Stored entries:
________

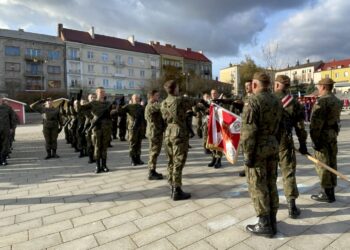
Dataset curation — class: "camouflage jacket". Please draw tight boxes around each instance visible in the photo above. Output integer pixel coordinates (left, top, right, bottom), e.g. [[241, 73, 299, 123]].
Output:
[[275, 91, 307, 148], [241, 92, 282, 162], [310, 93, 341, 146]]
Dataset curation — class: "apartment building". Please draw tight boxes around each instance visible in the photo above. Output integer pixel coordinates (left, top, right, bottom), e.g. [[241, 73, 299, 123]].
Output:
[[0, 29, 66, 98], [275, 60, 323, 85], [58, 24, 160, 95]]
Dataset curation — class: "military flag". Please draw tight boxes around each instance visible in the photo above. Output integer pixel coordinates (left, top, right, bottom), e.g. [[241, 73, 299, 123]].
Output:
[[207, 103, 242, 164]]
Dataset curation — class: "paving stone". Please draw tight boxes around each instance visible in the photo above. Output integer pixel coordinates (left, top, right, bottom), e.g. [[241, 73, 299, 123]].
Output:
[[131, 224, 175, 247], [167, 225, 210, 249], [48, 235, 98, 250], [12, 233, 62, 250]]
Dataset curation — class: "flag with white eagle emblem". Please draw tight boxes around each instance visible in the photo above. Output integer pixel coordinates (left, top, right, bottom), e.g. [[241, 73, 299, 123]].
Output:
[[207, 103, 242, 164]]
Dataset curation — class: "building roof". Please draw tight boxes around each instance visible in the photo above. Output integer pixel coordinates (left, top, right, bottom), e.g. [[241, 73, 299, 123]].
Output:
[[0, 29, 64, 46], [176, 48, 211, 62], [61, 28, 157, 54], [150, 42, 183, 57], [277, 61, 323, 72], [320, 59, 350, 71]]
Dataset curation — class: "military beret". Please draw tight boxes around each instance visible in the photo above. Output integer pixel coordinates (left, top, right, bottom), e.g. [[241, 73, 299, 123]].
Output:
[[275, 75, 290, 85], [318, 78, 335, 85], [253, 72, 270, 85]]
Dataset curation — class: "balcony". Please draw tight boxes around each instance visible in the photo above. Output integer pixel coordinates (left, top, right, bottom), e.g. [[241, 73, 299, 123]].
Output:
[[112, 73, 126, 78], [113, 60, 126, 67], [23, 70, 44, 77], [68, 56, 80, 61], [24, 55, 46, 63], [68, 69, 80, 75]]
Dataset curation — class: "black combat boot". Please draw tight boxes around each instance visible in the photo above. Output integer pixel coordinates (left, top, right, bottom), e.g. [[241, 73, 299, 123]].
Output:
[[270, 212, 277, 235], [214, 157, 221, 168], [246, 215, 273, 238], [102, 159, 109, 173], [95, 159, 102, 174], [208, 156, 216, 167], [52, 149, 60, 158], [135, 155, 145, 165], [287, 199, 300, 219], [148, 169, 163, 180], [238, 170, 245, 177], [311, 188, 335, 203], [131, 156, 137, 166], [173, 187, 191, 201], [45, 150, 51, 160]]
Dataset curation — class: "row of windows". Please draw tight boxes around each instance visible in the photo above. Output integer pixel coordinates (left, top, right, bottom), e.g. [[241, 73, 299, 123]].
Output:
[[5, 46, 61, 60]]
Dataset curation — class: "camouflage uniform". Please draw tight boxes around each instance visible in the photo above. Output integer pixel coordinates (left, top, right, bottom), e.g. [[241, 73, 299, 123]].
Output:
[[275, 91, 307, 201], [161, 94, 195, 188], [120, 104, 144, 164], [0, 104, 14, 165], [241, 92, 282, 217], [145, 102, 165, 170], [30, 100, 62, 158], [310, 93, 341, 189]]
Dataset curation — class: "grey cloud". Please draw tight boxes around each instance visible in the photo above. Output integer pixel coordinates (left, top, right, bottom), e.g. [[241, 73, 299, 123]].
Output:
[[0, 0, 304, 56]]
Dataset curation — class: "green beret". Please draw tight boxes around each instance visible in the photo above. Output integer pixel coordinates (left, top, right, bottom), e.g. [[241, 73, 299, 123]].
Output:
[[275, 75, 290, 85], [253, 72, 270, 86], [318, 78, 335, 85]]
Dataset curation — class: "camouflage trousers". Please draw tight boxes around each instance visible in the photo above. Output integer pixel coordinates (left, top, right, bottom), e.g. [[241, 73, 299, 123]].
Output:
[[148, 134, 163, 170], [43, 127, 58, 150], [164, 128, 189, 187], [278, 146, 299, 200], [246, 155, 279, 217], [92, 121, 112, 160], [128, 129, 143, 157], [315, 142, 338, 188]]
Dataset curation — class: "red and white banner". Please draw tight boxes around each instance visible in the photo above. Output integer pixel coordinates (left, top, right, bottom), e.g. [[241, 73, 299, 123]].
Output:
[[207, 103, 242, 164]]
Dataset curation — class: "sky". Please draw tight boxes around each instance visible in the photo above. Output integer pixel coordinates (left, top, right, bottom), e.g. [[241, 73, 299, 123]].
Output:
[[0, 0, 350, 78]]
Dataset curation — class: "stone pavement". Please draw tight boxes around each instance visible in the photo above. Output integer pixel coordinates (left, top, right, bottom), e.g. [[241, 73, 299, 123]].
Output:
[[0, 115, 350, 250]]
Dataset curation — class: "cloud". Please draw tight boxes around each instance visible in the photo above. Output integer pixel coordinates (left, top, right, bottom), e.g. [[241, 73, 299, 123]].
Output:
[[0, 0, 304, 57], [276, 0, 350, 63]]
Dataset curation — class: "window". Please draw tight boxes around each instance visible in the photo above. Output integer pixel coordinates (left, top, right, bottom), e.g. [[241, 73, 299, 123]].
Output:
[[48, 50, 60, 60], [88, 78, 95, 86], [68, 48, 80, 60], [101, 53, 108, 62], [5, 46, 20, 56], [103, 79, 109, 88], [87, 51, 94, 59], [26, 48, 41, 56], [5, 62, 21, 72], [26, 78, 45, 91], [88, 64, 94, 73], [47, 65, 61, 74], [47, 80, 61, 89]]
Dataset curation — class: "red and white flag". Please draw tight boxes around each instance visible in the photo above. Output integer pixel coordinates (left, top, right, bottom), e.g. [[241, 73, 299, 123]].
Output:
[[207, 103, 242, 164]]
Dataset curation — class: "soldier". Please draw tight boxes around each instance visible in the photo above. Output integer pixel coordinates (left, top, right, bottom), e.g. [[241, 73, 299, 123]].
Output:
[[0, 98, 15, 166], [30, 98, 63, 160], [238, 80, 253, 177], [120, 94, 145, 166], [145, 90, 165, 180], [241, 73, 282, 237], [77, 87, 112, 174], [274, 75, 308, 219], [118, 96, 126, 141], [310, 78, 342, 203]]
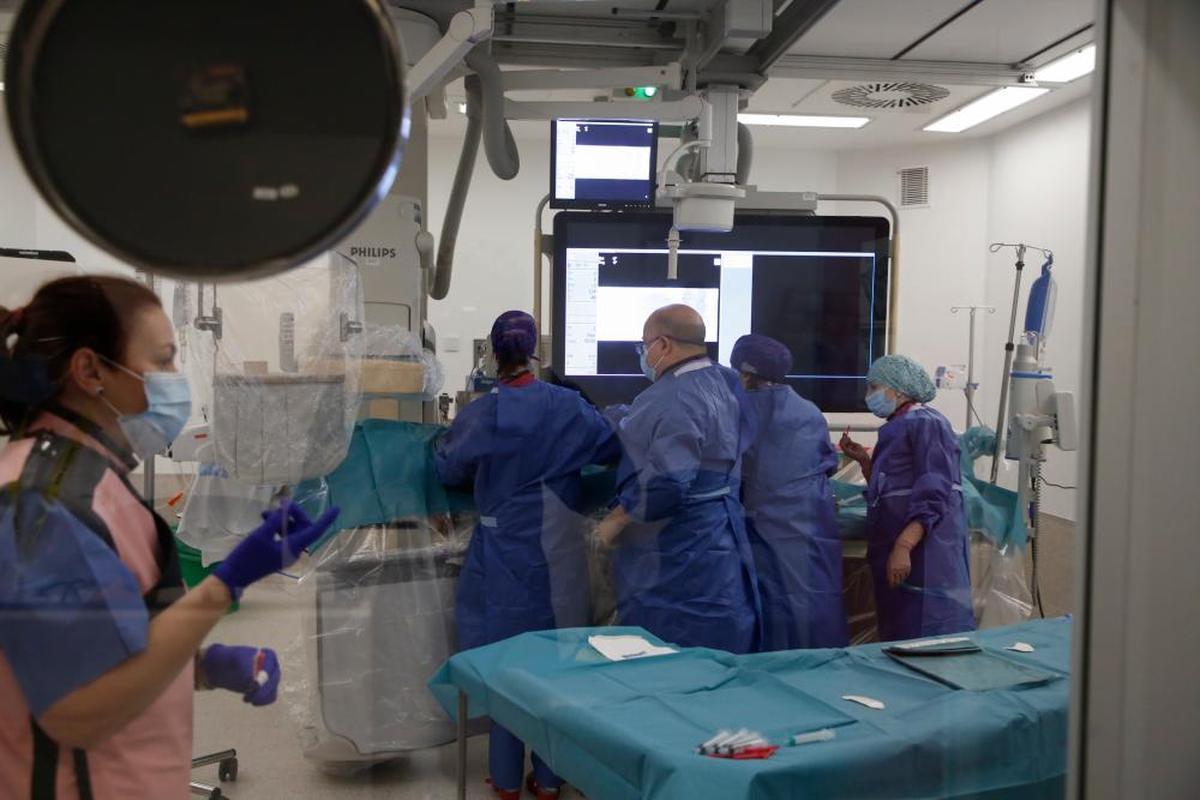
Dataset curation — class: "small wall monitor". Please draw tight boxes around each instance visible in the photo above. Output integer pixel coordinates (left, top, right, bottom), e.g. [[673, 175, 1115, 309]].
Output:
[[550, 119, 659, 209], [552, 211, 889, 413]]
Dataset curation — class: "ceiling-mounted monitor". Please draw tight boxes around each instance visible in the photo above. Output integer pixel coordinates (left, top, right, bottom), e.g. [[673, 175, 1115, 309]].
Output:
[[550, 119, 659, 209], [552, 211, 889, 413]]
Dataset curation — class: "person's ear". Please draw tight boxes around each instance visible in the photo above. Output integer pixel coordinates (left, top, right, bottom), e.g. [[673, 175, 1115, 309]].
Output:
[[67, 348, 104, 397]]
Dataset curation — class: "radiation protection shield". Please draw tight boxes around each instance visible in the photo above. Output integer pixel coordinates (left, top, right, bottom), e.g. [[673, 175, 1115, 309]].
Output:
[[5, 0, 408, 282]]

________

WRITTEN INSTRUCTION |
Gather every line of the records above that contains the word "beret".

CORRECT RESPONSE |
Dataset curation — class: "military beret". Please draw tight boxes around each instance visible in the photo above. Output integer pixel coordinates (left, top, right, bottom), e.g. [[241, 73, 299, 123]].
Dataset curation — class: "green beret". Please draw tight boxes around each instance visible in the photo above. Output integer pixel coordinates (left, top, right, bottom), e.g. [[241, 73, 299, 123]].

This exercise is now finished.